══ Recorded data

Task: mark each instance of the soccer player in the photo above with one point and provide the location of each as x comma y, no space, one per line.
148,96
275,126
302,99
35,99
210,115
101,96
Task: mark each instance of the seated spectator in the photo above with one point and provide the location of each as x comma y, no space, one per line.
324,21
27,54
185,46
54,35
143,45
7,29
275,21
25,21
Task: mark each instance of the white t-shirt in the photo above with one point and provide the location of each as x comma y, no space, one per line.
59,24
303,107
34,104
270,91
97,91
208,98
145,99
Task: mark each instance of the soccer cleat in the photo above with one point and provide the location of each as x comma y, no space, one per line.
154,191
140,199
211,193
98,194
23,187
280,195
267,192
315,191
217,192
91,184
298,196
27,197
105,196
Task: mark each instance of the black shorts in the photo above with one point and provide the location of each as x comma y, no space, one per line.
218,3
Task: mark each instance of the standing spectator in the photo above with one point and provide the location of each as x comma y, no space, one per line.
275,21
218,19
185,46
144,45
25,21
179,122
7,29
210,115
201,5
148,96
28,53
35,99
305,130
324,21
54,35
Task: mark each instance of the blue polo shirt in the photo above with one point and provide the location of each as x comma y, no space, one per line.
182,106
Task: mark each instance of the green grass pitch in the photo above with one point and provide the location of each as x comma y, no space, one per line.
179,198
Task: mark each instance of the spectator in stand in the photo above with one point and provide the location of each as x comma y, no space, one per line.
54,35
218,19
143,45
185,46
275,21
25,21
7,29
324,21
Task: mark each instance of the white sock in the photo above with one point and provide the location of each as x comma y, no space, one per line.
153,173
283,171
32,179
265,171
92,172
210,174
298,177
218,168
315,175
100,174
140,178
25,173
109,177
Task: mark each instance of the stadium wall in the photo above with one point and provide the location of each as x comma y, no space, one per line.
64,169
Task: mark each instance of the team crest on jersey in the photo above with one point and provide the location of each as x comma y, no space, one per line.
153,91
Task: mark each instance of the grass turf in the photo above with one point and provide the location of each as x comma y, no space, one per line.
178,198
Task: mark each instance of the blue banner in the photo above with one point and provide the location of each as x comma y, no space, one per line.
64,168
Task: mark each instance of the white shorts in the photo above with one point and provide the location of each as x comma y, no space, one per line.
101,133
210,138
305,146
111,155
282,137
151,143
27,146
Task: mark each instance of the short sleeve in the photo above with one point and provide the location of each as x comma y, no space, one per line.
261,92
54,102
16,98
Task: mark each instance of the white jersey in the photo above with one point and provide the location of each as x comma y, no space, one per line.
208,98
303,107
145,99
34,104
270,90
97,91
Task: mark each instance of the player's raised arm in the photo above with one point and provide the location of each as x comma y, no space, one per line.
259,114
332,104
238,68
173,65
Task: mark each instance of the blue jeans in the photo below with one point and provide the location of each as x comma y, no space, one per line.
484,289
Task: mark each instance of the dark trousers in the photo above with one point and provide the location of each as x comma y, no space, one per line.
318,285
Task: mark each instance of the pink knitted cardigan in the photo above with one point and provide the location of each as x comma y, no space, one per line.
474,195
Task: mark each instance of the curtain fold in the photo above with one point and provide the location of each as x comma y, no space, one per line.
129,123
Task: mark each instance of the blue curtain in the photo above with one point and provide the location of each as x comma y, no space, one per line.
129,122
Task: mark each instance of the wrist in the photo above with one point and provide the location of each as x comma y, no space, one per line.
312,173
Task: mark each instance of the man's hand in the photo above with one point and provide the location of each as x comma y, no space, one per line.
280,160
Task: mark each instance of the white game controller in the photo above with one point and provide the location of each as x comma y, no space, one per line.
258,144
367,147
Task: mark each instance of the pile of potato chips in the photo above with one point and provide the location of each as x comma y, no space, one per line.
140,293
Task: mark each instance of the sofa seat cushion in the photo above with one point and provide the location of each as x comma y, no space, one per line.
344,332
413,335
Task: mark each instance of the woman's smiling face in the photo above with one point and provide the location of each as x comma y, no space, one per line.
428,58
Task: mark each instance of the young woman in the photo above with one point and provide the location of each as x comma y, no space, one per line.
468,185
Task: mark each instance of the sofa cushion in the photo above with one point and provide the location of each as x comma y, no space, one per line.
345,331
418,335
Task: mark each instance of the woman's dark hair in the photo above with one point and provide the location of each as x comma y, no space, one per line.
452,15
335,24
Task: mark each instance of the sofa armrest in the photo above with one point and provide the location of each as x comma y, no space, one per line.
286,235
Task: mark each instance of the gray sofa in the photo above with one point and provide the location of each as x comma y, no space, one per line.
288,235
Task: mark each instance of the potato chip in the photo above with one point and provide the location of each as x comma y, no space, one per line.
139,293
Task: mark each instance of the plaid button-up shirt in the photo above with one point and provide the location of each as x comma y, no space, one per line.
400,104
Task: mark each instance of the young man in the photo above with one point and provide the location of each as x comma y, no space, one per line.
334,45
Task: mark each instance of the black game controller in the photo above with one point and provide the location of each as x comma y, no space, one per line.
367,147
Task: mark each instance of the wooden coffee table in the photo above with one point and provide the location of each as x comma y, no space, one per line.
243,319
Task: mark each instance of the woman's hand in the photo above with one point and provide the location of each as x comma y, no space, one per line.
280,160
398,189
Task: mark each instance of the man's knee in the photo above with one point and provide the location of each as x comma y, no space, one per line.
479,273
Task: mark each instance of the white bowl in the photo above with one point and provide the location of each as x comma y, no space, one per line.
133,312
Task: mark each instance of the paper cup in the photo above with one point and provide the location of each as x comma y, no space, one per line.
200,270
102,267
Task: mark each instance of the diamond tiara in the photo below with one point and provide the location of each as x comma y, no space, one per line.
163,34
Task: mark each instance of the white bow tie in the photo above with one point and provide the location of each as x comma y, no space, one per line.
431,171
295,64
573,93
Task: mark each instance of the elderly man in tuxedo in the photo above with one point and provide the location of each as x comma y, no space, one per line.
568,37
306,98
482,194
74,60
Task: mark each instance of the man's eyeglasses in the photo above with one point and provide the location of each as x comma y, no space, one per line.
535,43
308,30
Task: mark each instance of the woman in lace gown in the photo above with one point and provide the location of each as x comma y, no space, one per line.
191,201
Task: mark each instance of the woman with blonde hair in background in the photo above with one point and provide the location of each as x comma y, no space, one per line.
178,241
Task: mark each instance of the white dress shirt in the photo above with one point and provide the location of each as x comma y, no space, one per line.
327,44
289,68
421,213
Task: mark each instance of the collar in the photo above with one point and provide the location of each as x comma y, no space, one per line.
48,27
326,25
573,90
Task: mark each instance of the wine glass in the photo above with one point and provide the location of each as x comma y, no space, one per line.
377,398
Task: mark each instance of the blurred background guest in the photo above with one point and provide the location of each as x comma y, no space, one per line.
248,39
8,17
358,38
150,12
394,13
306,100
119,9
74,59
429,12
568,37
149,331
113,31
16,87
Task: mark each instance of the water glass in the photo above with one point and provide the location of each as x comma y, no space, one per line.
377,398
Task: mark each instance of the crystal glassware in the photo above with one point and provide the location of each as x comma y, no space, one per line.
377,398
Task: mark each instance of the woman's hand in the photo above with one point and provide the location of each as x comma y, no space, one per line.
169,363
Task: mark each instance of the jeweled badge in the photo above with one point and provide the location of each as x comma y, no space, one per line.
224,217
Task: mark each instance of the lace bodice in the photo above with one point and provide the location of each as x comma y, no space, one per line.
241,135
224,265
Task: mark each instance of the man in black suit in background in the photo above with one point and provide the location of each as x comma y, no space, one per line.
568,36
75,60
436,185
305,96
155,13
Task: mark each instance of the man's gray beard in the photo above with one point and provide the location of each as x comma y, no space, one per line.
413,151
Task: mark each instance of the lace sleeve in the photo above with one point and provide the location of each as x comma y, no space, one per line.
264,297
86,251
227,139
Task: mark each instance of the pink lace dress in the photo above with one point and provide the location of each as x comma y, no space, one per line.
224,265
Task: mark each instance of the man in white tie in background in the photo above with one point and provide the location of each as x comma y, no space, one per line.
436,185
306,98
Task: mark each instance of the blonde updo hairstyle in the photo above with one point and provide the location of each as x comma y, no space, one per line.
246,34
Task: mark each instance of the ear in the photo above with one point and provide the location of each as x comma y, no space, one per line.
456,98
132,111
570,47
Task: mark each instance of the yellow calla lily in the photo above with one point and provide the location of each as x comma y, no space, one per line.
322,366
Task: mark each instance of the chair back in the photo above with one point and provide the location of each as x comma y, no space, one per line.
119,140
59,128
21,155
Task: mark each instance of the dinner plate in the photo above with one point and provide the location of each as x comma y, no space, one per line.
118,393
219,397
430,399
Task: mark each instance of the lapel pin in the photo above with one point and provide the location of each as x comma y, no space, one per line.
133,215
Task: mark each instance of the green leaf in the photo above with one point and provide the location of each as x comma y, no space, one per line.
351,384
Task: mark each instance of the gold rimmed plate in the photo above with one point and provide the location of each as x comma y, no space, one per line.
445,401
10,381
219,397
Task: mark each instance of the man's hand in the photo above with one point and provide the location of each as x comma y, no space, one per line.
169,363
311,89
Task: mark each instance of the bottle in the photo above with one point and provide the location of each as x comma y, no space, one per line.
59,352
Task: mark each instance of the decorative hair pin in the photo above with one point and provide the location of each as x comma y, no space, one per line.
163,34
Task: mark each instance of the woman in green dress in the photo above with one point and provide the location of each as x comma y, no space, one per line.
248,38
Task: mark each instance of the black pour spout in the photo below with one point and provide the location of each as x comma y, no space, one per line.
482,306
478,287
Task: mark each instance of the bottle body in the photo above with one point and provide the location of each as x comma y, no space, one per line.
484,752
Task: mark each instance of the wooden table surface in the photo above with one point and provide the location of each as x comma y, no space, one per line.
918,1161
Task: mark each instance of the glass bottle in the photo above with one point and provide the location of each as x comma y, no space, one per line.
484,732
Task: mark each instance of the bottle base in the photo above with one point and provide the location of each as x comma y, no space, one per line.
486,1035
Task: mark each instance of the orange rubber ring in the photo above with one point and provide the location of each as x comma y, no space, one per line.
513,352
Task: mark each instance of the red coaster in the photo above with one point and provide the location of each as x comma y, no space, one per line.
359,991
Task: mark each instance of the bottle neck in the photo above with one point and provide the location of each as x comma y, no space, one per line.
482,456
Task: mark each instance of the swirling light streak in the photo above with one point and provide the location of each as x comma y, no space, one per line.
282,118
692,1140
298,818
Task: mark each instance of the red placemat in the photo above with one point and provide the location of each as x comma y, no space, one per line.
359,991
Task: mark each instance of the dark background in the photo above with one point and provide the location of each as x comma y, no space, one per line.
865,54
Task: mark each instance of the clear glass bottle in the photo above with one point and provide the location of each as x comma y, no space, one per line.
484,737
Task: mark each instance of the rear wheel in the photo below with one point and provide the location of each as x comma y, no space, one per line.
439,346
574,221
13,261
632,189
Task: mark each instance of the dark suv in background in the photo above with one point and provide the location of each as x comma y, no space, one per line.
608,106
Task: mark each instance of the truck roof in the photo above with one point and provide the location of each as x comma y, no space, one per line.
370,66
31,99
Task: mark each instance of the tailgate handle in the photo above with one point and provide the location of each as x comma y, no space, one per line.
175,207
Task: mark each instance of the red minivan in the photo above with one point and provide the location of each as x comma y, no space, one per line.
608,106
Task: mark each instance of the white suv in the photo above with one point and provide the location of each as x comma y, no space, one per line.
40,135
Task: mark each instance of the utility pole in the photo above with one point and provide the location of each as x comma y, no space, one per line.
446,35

════

**Activity**
The required output is every line from the one with "Task: mark each instance of the white suv" to the final line of the entries, repeated exactly and with nothing else.

**Finished task**
Task: mark each instance of the white suv in the photo above with one point and provide the location of each as x comma y, no space, one per line.
40,135
Task: mark each instance of the utility pole in the photo above with one point and provide the location of each as x comma y, no space, one per line.
446,35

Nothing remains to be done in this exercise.